Saved entries:

BEGIN

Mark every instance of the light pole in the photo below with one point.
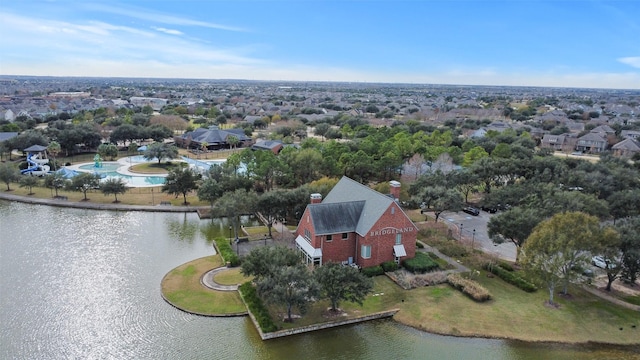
(473, 239)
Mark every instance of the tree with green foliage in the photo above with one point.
(180, 181)
(54, 149)
(8, 174)
(29, 182)
(515, 225)
(439, 199)
(233, 141)
(265, 260)
(559, 244)
(84, 182)
(232, 204)
(272, 206)
(160, 151)
(342, 283)
(292, 286)
(474, 155)
(210, 190)
(108, 151)
(115, 186)
(630, 248)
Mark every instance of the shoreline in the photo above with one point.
(59, 202)
(177, 209)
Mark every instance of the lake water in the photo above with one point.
(82, 284)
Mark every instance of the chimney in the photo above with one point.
(316, 198)
(395, 189)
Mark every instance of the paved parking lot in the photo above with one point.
(474, 231)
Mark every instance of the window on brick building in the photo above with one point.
(366, 251)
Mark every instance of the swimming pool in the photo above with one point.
(110, 170)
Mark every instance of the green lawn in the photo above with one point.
(182, 288)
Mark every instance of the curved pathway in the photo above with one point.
(208, 281)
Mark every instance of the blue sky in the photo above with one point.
(566, 43)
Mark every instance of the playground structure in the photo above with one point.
(37, 161)
(97, 161)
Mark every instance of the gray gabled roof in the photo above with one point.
(375, 203)
(627, 144)
(7, 135)
(336, 217)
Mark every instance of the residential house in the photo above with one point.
(626, 148)
(213, 138)
(356, 225)
(630, 134)
(563, 142)
(272, 145)
(591, 143)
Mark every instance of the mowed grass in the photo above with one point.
(182, 288)
(512, 313)
(231, 277)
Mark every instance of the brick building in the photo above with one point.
(356, 225)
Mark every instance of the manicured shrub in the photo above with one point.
(389, 266)
(453, 249)
(226, 251)
(469, 287)
(257, 308)
(373, 271)
(420, 264)
(511, 277)
(505, 265)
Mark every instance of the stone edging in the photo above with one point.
(244, 313)
(315, 327)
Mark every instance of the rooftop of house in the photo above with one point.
(362, 208)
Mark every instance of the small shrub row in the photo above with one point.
(257, 308)
(373, 271)
(420, 264)
(389, 266)
(469, 287)
(227, 253)
(453, 249)
(511, 277)
(505, 265)
(430, 279)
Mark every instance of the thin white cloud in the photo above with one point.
(149, 15)
(167, 31)
(631, 60)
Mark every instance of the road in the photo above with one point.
(474, 232)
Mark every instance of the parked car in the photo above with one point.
(599, 262)
(489, 209)
(471, 210)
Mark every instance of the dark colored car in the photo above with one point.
(471, 210)
(489, 209)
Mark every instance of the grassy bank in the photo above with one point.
(513, 314)
(133, 196)
(182, 288)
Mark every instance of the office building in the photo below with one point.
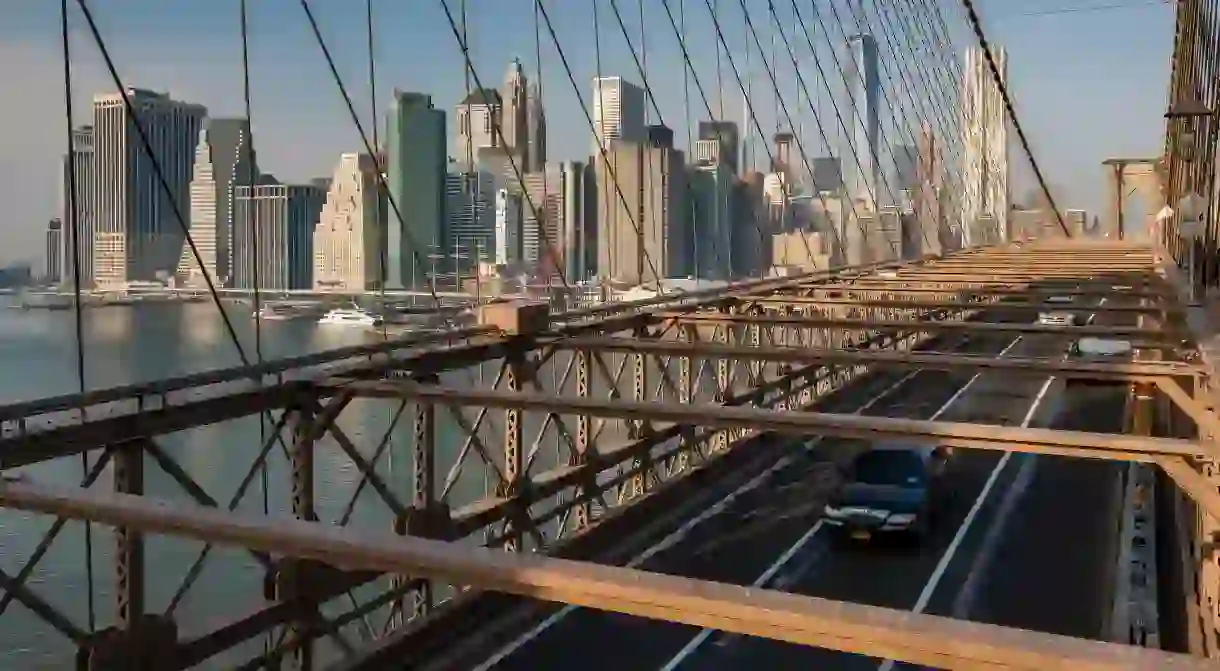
(223, 160)
(78, 226)
(273, 234)
(985, 190)
(417, 165)
(827, 175)
(349, 236)
(139, 226)
(863, 109)
(476, 120)
(508, 227)
(617, 112)
(642, 234)
(470, 225)
(54, 251)
(725, 140)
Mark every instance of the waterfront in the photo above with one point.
(153, 342)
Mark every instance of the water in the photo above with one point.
(136, 344)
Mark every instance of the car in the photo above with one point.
(891, 488)
(1057, 319)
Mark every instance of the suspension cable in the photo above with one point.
(1011, 112)
(73, 232)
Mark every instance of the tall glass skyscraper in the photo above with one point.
(864, 93)
(417, 164)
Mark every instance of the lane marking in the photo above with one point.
(672, 538)
(938, 572)
(704, 635)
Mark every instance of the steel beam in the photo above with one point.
(916, 325)
(857, 628)
(1090, 370)
(957, 434)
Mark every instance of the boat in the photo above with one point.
(350, 316)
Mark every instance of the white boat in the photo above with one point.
(350, 316)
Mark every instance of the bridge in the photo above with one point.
(654, 484)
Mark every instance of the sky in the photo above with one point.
(1087, 84)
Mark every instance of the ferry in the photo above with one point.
(350, 316)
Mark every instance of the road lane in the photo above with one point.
(736, 545)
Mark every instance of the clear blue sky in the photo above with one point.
(1088, 84)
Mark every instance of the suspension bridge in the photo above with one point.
(658, 483)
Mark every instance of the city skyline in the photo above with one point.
(322, 157)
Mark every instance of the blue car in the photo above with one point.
(892, 488)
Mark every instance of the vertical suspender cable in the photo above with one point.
(73, 232)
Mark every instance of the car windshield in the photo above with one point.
(898, 467)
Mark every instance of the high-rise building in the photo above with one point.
(78, 226)
(726, 140)
(273, 234)
(139, 226)
(349, 236)
(617, 112)
(417, 165)
(905, 166)
(477, 117)
(556, 231)
(985, 192)
(536, 125)
(223, 160)
(470, 225)
(508, 227)
(54, 251)
(711, 194)
(642, 225)
(863, 92)
(827, 175)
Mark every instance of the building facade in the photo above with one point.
(643, 223)
(350, 231)
(417, 164)
(863, 93)
(223, 160)
(985, 189)
(78, 226)
(54, 250)
(617, 112)
(139, 225)
(470, 225)
(273, 234)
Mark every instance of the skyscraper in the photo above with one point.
(223, 160)
(478, 115)
(642, 233)
(985, 190)
(54, 251)
(536, 122)
(617, 112)
(415, 151)
(348, 239)
(78, 226)
(137, 228)
(724, 133)
(863, 92)
(273, 234)
(470, 218)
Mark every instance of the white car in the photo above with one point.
(1057, 319)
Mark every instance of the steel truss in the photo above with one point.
(587, 458)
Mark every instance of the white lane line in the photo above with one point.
(704, 635)
(938, 572)
(674, 538)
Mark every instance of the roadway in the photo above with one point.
(996, 554)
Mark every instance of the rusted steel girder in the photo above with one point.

END

> _TASK TO CARRY OUT_: From the first line to the last, reproduce the records above exactly and skip the pictures.

> _ANSWER TO THIS TASK_:
Mark every instance of the light pole in the photo below with one point.
(473, 239)
Mark every instance of the tree with green foliage in the photo above with one point.
(180, 181)
(54, 149)
(8, 174)
(29, 182)
(515, 225)
(439, 199)
(233, 141)
(265, 260)
(559, 244)
(84, 182)
(232, 204)
(272, 206)
(160, 151)
(342, 283)
(292, 286)
(474, 155)
(210, 190)
(108, 151)
(115, 186)
(630, 248)
Mark every instance of the shoreline in the photo above with one point.
(59, 202)
(177, 209)
Mark every instance of the lake water in the photo above with one point.
(82, 284)
Mark every instance of the chimney in the photo above with one point.
(316, 198)
(395, 189)
Mark every instance of the paved parking lot in the photo above with one point.
(474, 231)
Mark every instance of the window on brick building in the photo above with one point.
(366, 251)
Mark every instance of the swimming pool in the photo above with one point.
(110, 170)
Mark every instance of the green lawn in the photo above with one point.
(182, 288)
Mark every instance of the curved pathway in the photo above with one point.
(208, 281)
Mark every instance of the blue sky in the photo above with one point.
(566, 43)
Mark every instance of the playground structure in the photo above with one point.
(37, 161)
(97, 161)
Mark every instance of the gray gabled roof in the photo above with one point.
(375, 203)
(627, 144)
(7, 135)
(336, 217)
Mark every instance of the residential house in the photo above with one point.
(626, 148)
(213, 138)
(356, 225)
(630, 134)
(563, 142)
(272, 145)
(591, 143)
Mark every instance of the mowed grass in the photo above with one point.
(182, 288)
(512, 313)
(231, 277)
Mark every instance of the brick building in the photo above with one point.
(356, 225)
Mark every instance of the manicured shrub in the photo above with one point.
(389, 266)
(453, 249)
(226, 251)
(469, 287)
(257, 308)
(373, 271)
(420, 264)
(511, 277)
(505, 265)
Mark every instance of the stone edging in the photo above with one point.
(244, 313)
(315, 327)
Mark every instance of the rooftop of house in the photo above with one point.
(362, 208)
Mark every instance of the small shrub row in the photo above with one point.
(257, 308)
(373, 271)
(420, 264)
(389, 266)
(469, 287)
(227, 253)
(453, 249)
(511, 277)
(505, 265)
(430, 279)
Mark every instance of the thin white cloud in the photo above with one point.
(149, 15)
(167, 31)
(631, 60)
Mark every instance of the road in the photo above with one point.
(474, 232)
Mark every instance of the parked car in the photo above with one point.
(599, 262)
(489, 209)
(471, 210)
Mark every instance of the dark colored car in the photo above with one point.
(471, 210)
(489, 209)
Mark every instance of the grassy bank in the photo above with one point.
(513, 314)
(133, 196)
(182, 288)
Mark every instance of the office building in the photo below with one point.
(223, 160)
(78, 226)
(273, 234)
(985, 190)
(417, 165)
(827, 175)
(349, 236)
(139, 226)
(863, 109)
(476, 120)
(508, 227)
(617, 112)
(642, 234)
(470, 225)
(54, 251)
(725, 140)
Mark every instance of the waterfront in the photo above with one point.
(153, 342)
Mark every instance of the water in the photo above with one point.
(136, 344)
Mark every instance of the car in the photo above with one point.
(891, 488)
(1057, 319)
Mark every instance of the suspension cable in the photo above with one point.
(1011, 112)
(73, 232)
Mark every instance of the tall glass skyscraper in the photo above with one point.
(864, 93)
(417, 164)
Mark every instance of the lane marking in the photo above with one point.
(672, 538)
(938, 572)
(704, 635)
Mark every instance of the steel beam in the photo above with one point.
(916, 325)
(857, 628)
(1090, 370)
(957, 434)
Mark every instance of the boat in the photo above with one point.
(350, 316)
Mark every instance of the white boat in the photo above with one point.
(350, 316)
Mark every instance of the bridge in the photo above with one point.
(654, 484)
Mark every instance of the sky in the photo above with one point.
(1087, 84)
Mark every instance of the ferry in the photo above with one point.
(350, 316)
Mark every instance of the road lane in the photo above with one point.
(736, 545)
Mark every instance of the clear blue sky in the photo above with one point.
(1088, 84)
Mark every instance of the suspension bridge in the photo above with one point.
(658, 483)
Mark every instance of the city skyline in the photo above with one point.
(322, 157)
Mark every instance of the blue car in the photo above with one point.
(892, 488)
Mark every instance of the vertical suspender cable in the photo above with one point.
(73, 232)
Mark every instance of the car windshield in the photo above with one point.
(898, 467)
Mark every instance of the high-rise building in the photo above with one point.
(78, 226)
(726, 140)
(273, 234)
(139, 226)
(349, 236)
(617, 112)
(417, 165)
(905, 166)
(477, 117)
(556, 231)
(985, 192)
(536, 125)
(223, 160)
(470, 225)
(508, 227)
(54, 251)
(711, 194)
(642, 225)
(863, 92)
(827, 175)
Mark every instance of the building facade in the photo above with one point.
(643, 223)
(350, 231)
(417, 164)
(863, 93)
(223, 160)
(985, 189)
(78, 226)
(54, 250)
(617, 112)
(139, 225)
(470, 225)
(273, 234)
Mark every instance of the skyscraper in the photo above with one point.
(223, 160)
(478, 115)
(642, 233)
(985, 190)
(54, 251)
(536, 122)
(617, 112)
(415, 151)
(348, 239)
(78, 226)
(137, 228)
(724, 133)
(863, 92)
(273, 234)
(470, 218)
Mark every instance of the white car in the photo above with one point.
(1057, 319)
Mark every instance of the steel truss in the photo above with one point.
(587, 458)
Mark every instance of the white lane line in the photo above with one point.
(704, 635)
(938, 572)
(674, 538)
Mark every instance of the roadway in the photo above with one point.
(996, 554)
Mark every instance of the rusted steel girder in the photo above with one point.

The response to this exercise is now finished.